Start of Data for analysis
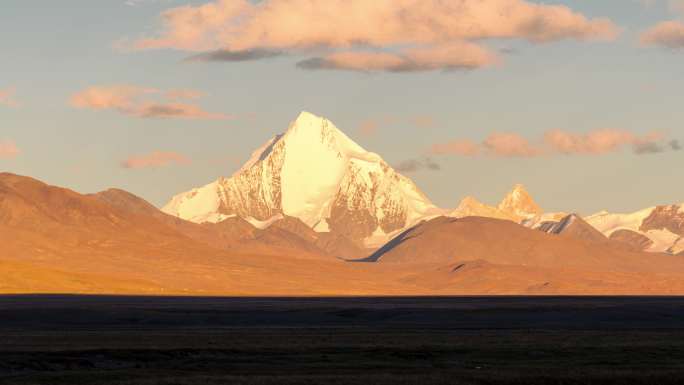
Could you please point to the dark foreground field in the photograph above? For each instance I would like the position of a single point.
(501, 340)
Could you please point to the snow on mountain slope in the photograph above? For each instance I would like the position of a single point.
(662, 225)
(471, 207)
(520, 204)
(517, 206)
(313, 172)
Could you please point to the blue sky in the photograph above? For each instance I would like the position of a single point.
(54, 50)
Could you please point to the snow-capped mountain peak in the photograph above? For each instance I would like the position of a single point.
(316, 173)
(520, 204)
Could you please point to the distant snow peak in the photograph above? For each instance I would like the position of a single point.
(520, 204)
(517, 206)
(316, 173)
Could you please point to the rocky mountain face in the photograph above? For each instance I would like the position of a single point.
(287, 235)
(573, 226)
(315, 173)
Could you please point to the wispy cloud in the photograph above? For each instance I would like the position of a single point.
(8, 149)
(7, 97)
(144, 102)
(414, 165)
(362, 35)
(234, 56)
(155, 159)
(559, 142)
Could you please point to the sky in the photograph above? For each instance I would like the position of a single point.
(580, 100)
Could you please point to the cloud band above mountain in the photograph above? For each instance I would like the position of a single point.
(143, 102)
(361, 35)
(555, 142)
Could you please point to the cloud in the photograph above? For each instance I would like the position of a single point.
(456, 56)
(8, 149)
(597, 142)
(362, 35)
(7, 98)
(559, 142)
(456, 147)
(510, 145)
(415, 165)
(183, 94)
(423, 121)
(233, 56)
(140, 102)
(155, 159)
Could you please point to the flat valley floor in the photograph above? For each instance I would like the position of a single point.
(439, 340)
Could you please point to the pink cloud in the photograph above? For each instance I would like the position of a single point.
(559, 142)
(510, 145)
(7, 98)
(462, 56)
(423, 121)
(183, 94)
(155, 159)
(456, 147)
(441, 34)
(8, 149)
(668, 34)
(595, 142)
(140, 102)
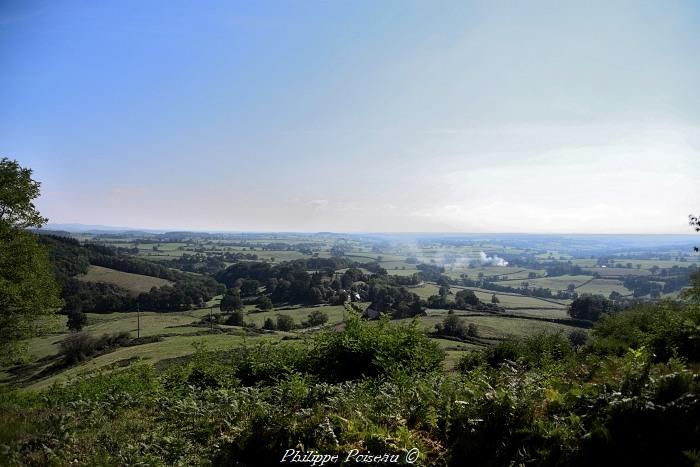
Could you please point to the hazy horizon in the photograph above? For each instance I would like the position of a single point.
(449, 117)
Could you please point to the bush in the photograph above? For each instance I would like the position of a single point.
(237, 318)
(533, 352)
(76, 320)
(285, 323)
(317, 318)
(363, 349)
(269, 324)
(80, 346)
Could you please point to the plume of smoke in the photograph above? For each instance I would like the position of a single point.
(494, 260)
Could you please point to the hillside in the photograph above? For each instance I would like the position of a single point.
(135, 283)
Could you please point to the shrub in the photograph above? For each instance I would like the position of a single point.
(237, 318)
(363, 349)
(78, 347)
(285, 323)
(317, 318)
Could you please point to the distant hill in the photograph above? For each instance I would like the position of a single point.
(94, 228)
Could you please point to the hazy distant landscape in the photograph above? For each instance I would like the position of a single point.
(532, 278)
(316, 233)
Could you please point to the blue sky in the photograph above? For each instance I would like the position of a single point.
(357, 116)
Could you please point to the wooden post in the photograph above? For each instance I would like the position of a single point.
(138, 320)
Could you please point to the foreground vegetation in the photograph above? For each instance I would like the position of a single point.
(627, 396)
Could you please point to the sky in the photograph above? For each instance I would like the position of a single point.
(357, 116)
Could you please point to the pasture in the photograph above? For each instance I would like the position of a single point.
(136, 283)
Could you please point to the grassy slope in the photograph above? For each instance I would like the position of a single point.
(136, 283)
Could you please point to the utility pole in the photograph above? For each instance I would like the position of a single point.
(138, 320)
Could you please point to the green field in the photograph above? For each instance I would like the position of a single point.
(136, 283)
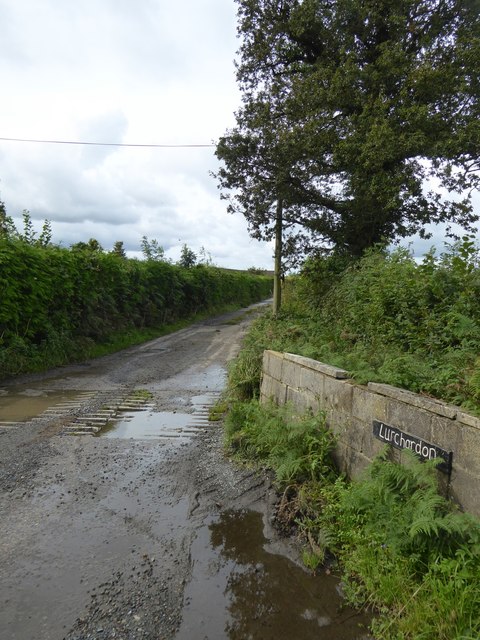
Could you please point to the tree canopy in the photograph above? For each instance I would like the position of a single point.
End of Data for analysis
[Your goal] Although the records contain pictures, only the text should be copied, exactly as it stands.

[Result]
Could you please point to the dark foreground field in the photograph above? For each instance I would like the position of a single point.
(501, 340)
Could you please point to the snow on mountain slope in the photograph above? For each instance I would like the position of a single point.
(662, 225)
(471, 207)
(520, 204)
(517, 206)
(313, 172)
Could you please point to the blue sky in the photograph above? For each instance I would like the position of a single point.
(54, 50)
Could you please point to the snow-capped mountain peak in the photograph above? For each instance I would like the position of a single point.
(316, 173)
(520, 204)
Could you please point to the distant snow peak in the photograph above? For each instance I would like the position of a single point.
(520, 204)
(517, 206)
(316, 173)
Could you please point to the rocky mountain face in the photograph above? For each instance I would like the position of a single point.
(287, 235)
(573, 226)
(315, 173)
Could you please point to the wispy cloud in the photograph above? For each instance I would like the position of a single point.
(8, 149)
(7, 97)
(144, 102)
(414, 165)
(362, 35)
(234, 56)
(155, 159)
(559, 142)
Could you please point to the sky in the photograph above? For each instance I would like the position of a single point.
(580, 100)
Could you please point to the cloud band above mountain in the photograph above? For each instance I would like the position of a single point.
(143, 102)
(361, 35)
(555, 142)
Could you please point to the cloud in the photograph above? For each instance I would like the position of a single point.
(456, 56)
(8, 149)
(597, 142)
(362, 35)
(7, 98)
(559, 142)
(456, 147)
(510, 145)
(415, 165)
(183, 94)
(423, 121)
(233, 56)
(140, 102)
(155, 159)
Could you please point to the flat valley floor in the photograph above? For each instance I would like the position of a single point.
(439, 340)
Could you please point to the pink cloud in the photograph above? For each instance I would like the position of a single point.
(559, 142)
(510, 145)
(7, 98)
(462, 56)
(423, 121)
(183, 94)
(155, 159)
(456, 147)
(441, 34)
(8, 149)
(668, 34)
(595, 142)
(140, 102)
Could you please point to the hazy horizon in the photograph above? For each instance I would like the position of a single point.
(449, 117)
Could you please point to the bush in the photograph above? For each instance I would like the position of a single point.
(237, 318)
(533, 352)
(76, 320)
(285, 323)
(317, 318)
(363, 349)
(269, 324)
(80, 346)
Could you please point to the plume of smoke in the photograph above? For each instance I would like the position of a single point.
(494, 260)
Could you please point to the hillside in the photograph above? For each instance I would like the position of a single point.
(135, 283)
Could you please point to the shrub in the photograph above? For each instance I would like the position of a single point.
(237, 318)
(363, 349)
(78, 347)
(285, 323)
(317, 318)
Could you please point to the distant hill in the photograph above? For each instance I would like the position of a single point.
(94, 228)
Could you please point to the hazy distant landscape in the photograph above? For each instance I would like the position of a single point.
(532, 278)
(316, 233)
Could you please point to the blue sky in the photograph above? For each instance I would like the position of a single point.
(357, 116)
Could you please point to the wooden post in the photograph above? For each instance I would like the position of a single point.
(138, 320)
Could you please point to the foreground vegetation in the photograph above? For each instance I would like the position of a single point.
(627, 396)
Could you please point to the sky in the photograph above? For each instance I would like the position of a single point.
(357, 116)
Could you please point to the pasture in the photograph above? For each instance I would like the position of a single point.
(136, 283)
Could you please point to the grassy slope in the photograph above? For each instance I would like the position of a single point.
(136, 283)
Could you please point to the utility pole in the photograph above? For each instance I would like the position of a single point.
(138, 320)
Could you please point to the green field in the photograph above? For each instance I would like the position of a single point.
(136, 283)
Could you please point to the tree canopy in the photograph above? For each instance I would like the position of a single point.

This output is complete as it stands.